What you should do.
Repeat the material exactly, every line of it.

# START OF Entries supplied

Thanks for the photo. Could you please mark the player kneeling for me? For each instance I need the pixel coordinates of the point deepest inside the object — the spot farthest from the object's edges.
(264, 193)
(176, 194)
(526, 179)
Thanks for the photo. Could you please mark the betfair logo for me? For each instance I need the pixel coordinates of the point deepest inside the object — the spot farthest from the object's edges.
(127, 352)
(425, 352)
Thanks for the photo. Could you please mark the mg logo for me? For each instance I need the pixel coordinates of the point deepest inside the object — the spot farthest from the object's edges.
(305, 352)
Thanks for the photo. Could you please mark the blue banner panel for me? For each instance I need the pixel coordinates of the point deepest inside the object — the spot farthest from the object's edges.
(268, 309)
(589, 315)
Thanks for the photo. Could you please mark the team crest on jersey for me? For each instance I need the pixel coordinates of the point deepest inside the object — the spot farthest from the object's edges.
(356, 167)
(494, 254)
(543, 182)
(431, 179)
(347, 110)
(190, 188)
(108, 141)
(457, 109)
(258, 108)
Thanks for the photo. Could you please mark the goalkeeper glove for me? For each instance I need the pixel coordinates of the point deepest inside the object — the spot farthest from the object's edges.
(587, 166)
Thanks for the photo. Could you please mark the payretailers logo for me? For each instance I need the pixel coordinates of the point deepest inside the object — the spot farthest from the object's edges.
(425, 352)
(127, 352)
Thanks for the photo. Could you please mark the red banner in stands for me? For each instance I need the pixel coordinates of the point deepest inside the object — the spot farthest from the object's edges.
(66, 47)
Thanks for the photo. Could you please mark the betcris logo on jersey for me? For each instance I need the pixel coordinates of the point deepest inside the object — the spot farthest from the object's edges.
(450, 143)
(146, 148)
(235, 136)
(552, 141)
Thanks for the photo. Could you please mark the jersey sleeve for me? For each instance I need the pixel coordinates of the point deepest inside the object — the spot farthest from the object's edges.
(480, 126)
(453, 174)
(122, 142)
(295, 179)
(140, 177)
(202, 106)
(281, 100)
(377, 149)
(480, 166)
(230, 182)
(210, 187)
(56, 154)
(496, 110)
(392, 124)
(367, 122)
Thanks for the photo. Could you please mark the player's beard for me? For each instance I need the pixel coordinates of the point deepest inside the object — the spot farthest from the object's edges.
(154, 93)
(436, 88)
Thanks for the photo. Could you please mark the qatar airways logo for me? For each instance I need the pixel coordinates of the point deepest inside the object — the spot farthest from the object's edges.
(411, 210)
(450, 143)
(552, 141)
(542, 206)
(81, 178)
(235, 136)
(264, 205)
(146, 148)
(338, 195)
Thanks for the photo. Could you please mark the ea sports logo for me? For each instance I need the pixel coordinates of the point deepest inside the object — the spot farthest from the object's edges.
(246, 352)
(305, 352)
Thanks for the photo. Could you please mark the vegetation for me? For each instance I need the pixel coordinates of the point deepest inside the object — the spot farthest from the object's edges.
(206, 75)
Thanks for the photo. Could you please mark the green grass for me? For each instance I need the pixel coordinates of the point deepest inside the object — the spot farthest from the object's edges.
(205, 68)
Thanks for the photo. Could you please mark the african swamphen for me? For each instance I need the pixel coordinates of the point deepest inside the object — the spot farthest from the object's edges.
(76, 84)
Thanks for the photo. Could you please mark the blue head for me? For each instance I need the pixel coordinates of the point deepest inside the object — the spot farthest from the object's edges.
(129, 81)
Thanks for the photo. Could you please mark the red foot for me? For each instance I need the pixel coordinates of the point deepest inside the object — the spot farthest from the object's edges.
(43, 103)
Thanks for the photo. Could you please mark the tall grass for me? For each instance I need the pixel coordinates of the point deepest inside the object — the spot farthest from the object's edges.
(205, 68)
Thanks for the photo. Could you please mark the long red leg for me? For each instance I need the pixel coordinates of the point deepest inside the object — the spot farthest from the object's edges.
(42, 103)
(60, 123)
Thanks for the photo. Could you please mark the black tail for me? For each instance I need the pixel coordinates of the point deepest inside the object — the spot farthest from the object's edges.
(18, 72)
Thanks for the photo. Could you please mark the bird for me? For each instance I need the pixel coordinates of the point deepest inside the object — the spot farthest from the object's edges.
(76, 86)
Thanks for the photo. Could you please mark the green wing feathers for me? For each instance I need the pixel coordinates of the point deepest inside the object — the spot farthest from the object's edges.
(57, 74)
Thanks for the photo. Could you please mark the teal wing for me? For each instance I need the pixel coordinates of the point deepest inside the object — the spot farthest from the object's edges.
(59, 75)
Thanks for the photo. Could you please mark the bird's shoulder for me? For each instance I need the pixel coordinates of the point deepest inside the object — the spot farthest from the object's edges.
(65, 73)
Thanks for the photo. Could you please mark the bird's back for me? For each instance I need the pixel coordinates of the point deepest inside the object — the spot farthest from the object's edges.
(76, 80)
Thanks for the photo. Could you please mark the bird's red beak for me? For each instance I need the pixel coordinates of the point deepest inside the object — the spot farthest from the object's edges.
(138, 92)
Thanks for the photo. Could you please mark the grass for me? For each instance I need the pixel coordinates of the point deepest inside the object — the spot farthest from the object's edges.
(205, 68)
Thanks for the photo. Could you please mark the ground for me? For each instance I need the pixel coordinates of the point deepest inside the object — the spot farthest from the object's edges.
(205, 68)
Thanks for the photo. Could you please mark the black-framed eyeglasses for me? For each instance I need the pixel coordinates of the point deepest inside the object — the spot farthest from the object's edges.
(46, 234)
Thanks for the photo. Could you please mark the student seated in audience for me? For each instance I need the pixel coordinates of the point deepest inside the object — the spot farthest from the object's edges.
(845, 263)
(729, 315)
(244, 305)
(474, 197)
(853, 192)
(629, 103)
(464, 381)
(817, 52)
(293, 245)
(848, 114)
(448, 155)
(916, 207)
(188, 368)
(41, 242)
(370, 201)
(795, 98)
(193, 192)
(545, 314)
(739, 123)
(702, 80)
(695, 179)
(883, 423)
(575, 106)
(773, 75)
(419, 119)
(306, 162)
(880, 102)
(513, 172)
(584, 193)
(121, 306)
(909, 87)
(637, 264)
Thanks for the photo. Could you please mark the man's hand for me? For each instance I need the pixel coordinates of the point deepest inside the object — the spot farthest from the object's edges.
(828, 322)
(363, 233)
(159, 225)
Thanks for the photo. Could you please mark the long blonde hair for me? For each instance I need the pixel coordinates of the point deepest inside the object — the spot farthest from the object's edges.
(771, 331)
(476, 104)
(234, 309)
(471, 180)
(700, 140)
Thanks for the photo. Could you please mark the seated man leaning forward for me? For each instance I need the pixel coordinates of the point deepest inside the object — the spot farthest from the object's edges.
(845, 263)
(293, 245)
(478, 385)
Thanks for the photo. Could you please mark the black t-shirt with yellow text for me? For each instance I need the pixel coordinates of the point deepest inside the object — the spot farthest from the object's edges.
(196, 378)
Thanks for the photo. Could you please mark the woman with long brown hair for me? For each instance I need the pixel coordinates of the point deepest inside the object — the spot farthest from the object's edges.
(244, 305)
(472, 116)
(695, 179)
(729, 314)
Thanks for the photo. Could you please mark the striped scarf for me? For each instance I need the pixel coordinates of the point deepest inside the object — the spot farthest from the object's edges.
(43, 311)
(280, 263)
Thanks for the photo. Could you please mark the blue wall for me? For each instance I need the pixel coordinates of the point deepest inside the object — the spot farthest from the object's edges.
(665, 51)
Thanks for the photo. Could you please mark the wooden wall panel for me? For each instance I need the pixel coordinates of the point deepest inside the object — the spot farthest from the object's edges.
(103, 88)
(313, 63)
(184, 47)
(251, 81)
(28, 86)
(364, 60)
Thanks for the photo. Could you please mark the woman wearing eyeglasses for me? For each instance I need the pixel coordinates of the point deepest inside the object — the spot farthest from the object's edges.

# END OF Entries supplied

Result of this task.
Thanks for the photo. Could you please mark the player kneeling for me? For each instance I need the pixel coordinates of the point deepest inside the object — the spot farthest from the object's edges.
(264, 193)
(176, 194)
(526, 179)
Thanks for the photo. Could you please mark the betfair logo for me? For each instance I need the pixel coordinates of the point deepest inside the object — the spot farthest from the object's edges.
(127, 352)
(425, 352)
Thanks for the photo. Could you please mark the mg logo for me? For each instance I need the pixel coordinates of the point deepest inside the object — the spot farthest from the object's edges.
(305, 352)
Thanks for the photo. Could you please mark the blue banner panel for me? For each instance I need the pixel coordinates of the point deepest inside the object — the spot farthest from the object's edges.
(268, 309)
(589, 315)
Thanks for the photo. Could you please mark the team crest on jersey for me? For each instance I need the pixel coordinates of the point deepest inside the object — the spot farthest from the object's edges.
(356, 167)
(494, 254)
(543, 182)
(431, 179)
(347, 110)
(190, 188)
(108, 141)
(457, 109)
(258, 108)
Thanks for the photo. Could you please mark the goalkeeper glove for me? For each instance I need the pixel coordinates of the point deepest inside the object — the spot farthest from the object's edges.
(587, 166)
Thanks for the photo. Could you please mark the payretailers logo for me? For each instance I need the pixel coordinates of the point deepest inside the object — the spot farthest from the object's edges.
(425, 352)
(127, 352)
Thanks for the photo. Could you please mark the red banner in stands for me? For each instance I need the pixel coordinates of the point deepest inside the object — the spot farthest from the object's edges.
(66, 47)
Thanks for the photo. Could you please mark the betcris logo on jersey for me? For each instance I need the pixel coordinates of the point deepest inside the object — the spot farthest from the object's edges.
(450, 143)
(146, 148)
(235, 136)
(552, 141)
Thanks for the photo. Could you please mark the jersey sleeve for me? For each instance I need the pixel coordinates of the point deepest inside the object — the spot farthest from the object's edges.
(480, 126)
(453, 174)
(122, 142)
(295, 179)
(140, 177)
(202, 106)
(281, 100)
(377, 149)
(480, 166)
(230, 182)
(210, 187)
(56, 154)
(496, 110)
(392, 124)
(367, 122)
Thanks for the photo. Could you please mark the player's beard for me? For each instance I need the pixel coordinates of the point deepest inside the object — the spot farthest from the object's edges.
(154, 93)
(436, 88)
Thanks for the photo. Could you please mark the qatar airways logo for me? For each instance I need the pixel coordinates of the point deepest inside the object — the spot farthest from the object's edges.
(411, 210)
(450, 143)
(552, 141)
(542, 206)
(81, 178)
(235, 136)
(264, 205)
(146, 148)
(338, 195)
Thanks for the photo. Could you please mark the ea sports logo for me? For each instance I need the pixel coordinates of the point deepest inside the object — the spot farthest from the object's edges.
(246, 352)
(305, 352)
Thanks for the photo. Could you please mark the vegetation for me? For each instance I need the pixel coordinates of the point deepest inside the object — the spot farthest from the object's edges.
(206, 75)
Thanks for the photo. Could you please mark the green grass for me? For each instance I need the pixel coordinates of the point deepest inside the object — the spot farthest from the object's edges.
(205, 68)
Thanks for the photo. Could you please mark the african swamphen for me? For each instance I need the pixel coordinates of the point deepest inside the object — the spot farthest from the object's edges.
(76, 84)
Thanks for the photo. Could you please mark the blue head for me? For each instance I need the pixel coordinates of the point deepest inside the object — the spot farthest from the object's edges.
(129, 81)
Thanks for the photo. Could you please mark the red foot for me? For each instance I need the pixel coordinates of the point deepest inside the object — the spot farthest from the object's edges.
(43, 103)
Thanks for the photo. Could you please mark the tall grass for me? For each instance I need the pixel coordinates of the point deepest inside the object — the spot farthest from the object's edges.
(205, 68)
Thanks for the photo. Could you please mark the long red leg for me? For each instance I need the pixel coordinates of the point deepest inside the object — the spot farthest from the object's edges.
(42, 103)
(60, 123)
Thanks for the photo. Could you please mark the black tail for me? For each instance I need the pixel coordinates of the point deepest inside the object — the spot farthest from the object's edges.
(18, 72)
Thanks for the photo. Could you please mark the bird for me? For each instance I need the pixel coordinates of the point deepest inside the object — the spot farthest from the object's edges.
(76, 86)
Thanks for the photo. Could you please mark the green wing feathers for me? For each instance I need the pixel coordinates of the point deepest inside the object — the spot farthest from the object's edges.
(57, 74)
Thanks for the photo. Could you please mark the teal wing for me? For each instance I need the pixel coordinates of the point deepest inside the object — the spot farthest from the object's edges.
(59, 75)
Thanks for the photo. Could you please mark the bird's shoulder for me? For each instance I need the pixel coordinates of the point deepest inside the object — the spot farthest from the object's edges.
(65, 73)
Thanks for the photo. Could you please mark the bird's back for me? For each instance I need the pixel coordinates of the point deepest inside the object — the spot farthest from the object's edges.
(76, 80)
Thanks for the photo. Could you please mark the bird's red beak for me? For each instance I need the pixel coordinates of the point deepest inside the object — the spot farthest from the object's edges.
(138, 92)
Thanks for the photo. Could you please mark the grass for me? For each instance I need the pixel coordinates of the point deepest inside the object — the spot farthest from the object's edges.
(205, 68)
Thanks for the photo. Could you please mark the ground for me? For each instance I need the pixel coordinates of the point deepest inside the object — the spot farthest from the object's edges.
(205, 68)
Thanks for the photo. Could you please mark the black-framed eyeglasses for me? For each instance I need the pixel coordinates of the point deepest inside the object — the spot farthest from the object's edges.
(46, 234)
Thanks for the photo. Could you please mark the student seated in audience for me? For each instance I need the pixel coordinates of the point deepest inside the object — the spot farthest from the object's edges.
(845, 263)
(729, 315)
(244, 305)
(474, 197)
(853, 192)
(629, 103)
(464, 381)
(817, 52)
(293, 245)
(848, 114)
(448, 155)
(916, 207)
(188, 368)
(41, 242)
(370, 201)
(795, 98)
(193, 192)
(545, 314)
(739, 123)
(702, 80)
(695, 179)
(883, 423)
(575, 106)
(773, 75)
(419, 119)
(306, 162)
(880, 102)
(513, 172)
(584, 193)
(121, 306)
(909, 87)
(637, 264)
Thanks for the photo. Could you please mark the man's hand for me? For each instance I need the pixel coordinates of the point deepest inside the object — the spot farthest from the object's edges.
(828, 322)
(363, 233)
(159, 225)
Thanks for the photo. Could you please mark the long blonde hair for me? For each instance I need the pixel coordinates of the point deepest inside the object — the spot farthest from the object's edges.
(771, 331)
(476, 104)
(234, 309)
(471, 180)
(700, 140)
Thanks for the photo. Could you please mark the seated man leaning forward for me? For each instance I need the pixel coordinates of the point deepest inside the object — the spot farthest from the object's edges.
(845, 263)
(293, 245)
(478, 385)
Thanks for the photo. Could you please mark the black t-shirt with yellow text for me? For each instance I need the pixel coordinates of the point deepest inside the object — the spot farthest from the object's edges.
(196, 378)
Thanks for the photo. Could you please mark the woman with long brown hair for me? For each instance I need the pixel coordinates of the point deepest inside the object — the spot farthest from the object's edges.
(244, 305)
(472, 116)
(695, 179)
(729, 314)
Thanks for the photo. Could you please mark the striped scarf for me? For each instance I need the pixel coordinates of the point deepest inside the object — the spot farthest from the object's edges.
(43, 311)
(280, 263)
Thanks for the photo. Could you please mark the blue wall for me? For each instance I need the pixel coordinates of the point deepest inside the object — the spot farthest from the object's edges.
(665, 51)
Thanks for the photo. Could you please mark the wooden wall panel for me? For each instance I need the pixel coordinates of the point deepest inside the object — the spot farthest from the object's edges.
(103, 88)
(313, 63)
(184, 47)
(251, 81)
(28, 86)
(364, 60)
Thanks for the photo. Could you please mark the woman wearing eyeglasses for me? For each instance I need the pixel coordinates of the point deepest inside the object — the spot farthest from the object's edges.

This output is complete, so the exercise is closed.